--- PASSAGE PROVIDED Enclosed Below ---
Of course, an academic degree alone is no guarantee of anything. In fact, one particular example of this fact, another instance of the public health community's frequent attacks on raw milk, will always stand out in my mind.

Noted raw milk opponent Bill Keene, whose professional qualifications were never in doubt—he held both a doctorate in microbiology and a master's degree in public health—served as a senior epidemiologist with Oregon's state health department. His many accomplishments are rightly celebrated.

But Keene also claimed, in a May 1999 op-ed (subscription required) on raw milk in the prestigious medical journal JAMA, that "dairy milk is essentially a suspension of fecal and other microorganisms in a nutrient broth."

In other words, all milk is poo.

That patently false claim of Keene's has since clung to raw milk. It's been quoted everywhere from the website of food-safety litigator nonpareil Bill Marler (as part of the website's "peer-reviewed literature") to the pages of Safe Food, a 2010 book by Prof. Marion Nestle.

I pointed out the error of his statement to Keene, who sadly passed away earlier this month, in an email exchange with him in 2010.

Keene was cordial despite our disagreement. But while Keene admitted to me that he was "no dairy expert," I believe he should have retracted the statement, if not the entire JAMA op-ed.
--- End of Enclosed PASSAGE PROVIDED ---
Rewrite the passage on raw milk starting with the words "But Keene also" and stopping after "him in 2010.", with "nutrient broth" replaced by "nutrient solution".
--- DATA SHOWN Enclosed Below ---
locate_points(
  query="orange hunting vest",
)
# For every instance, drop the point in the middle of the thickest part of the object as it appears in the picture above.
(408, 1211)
--- End of Enclosed DATA SHOWN ---
▶ THE COMPLETED TASK:
But Keene also claimed, in a May 1999 op-ed (subscription required) on raw milk in the prestigious medical journal JAMA, that "dairy milk is essentially a suspension of fecal and other microorganisms in a nutrient solution."

In other words, all milk is poo.

That patently false claim of Keene's has since clung to raw milk. It's been quoted everywhere from the website of food-safety litigator nonpareil Bill Marler (as part of the website's "peer-reviewed literature") to the pages of Safe Food, a 2010 book by Prof. Marion Nestle.

I pointed out the error of his statement to Keene, who sadly passed away earlier this month, in an email exchange with him in 2010.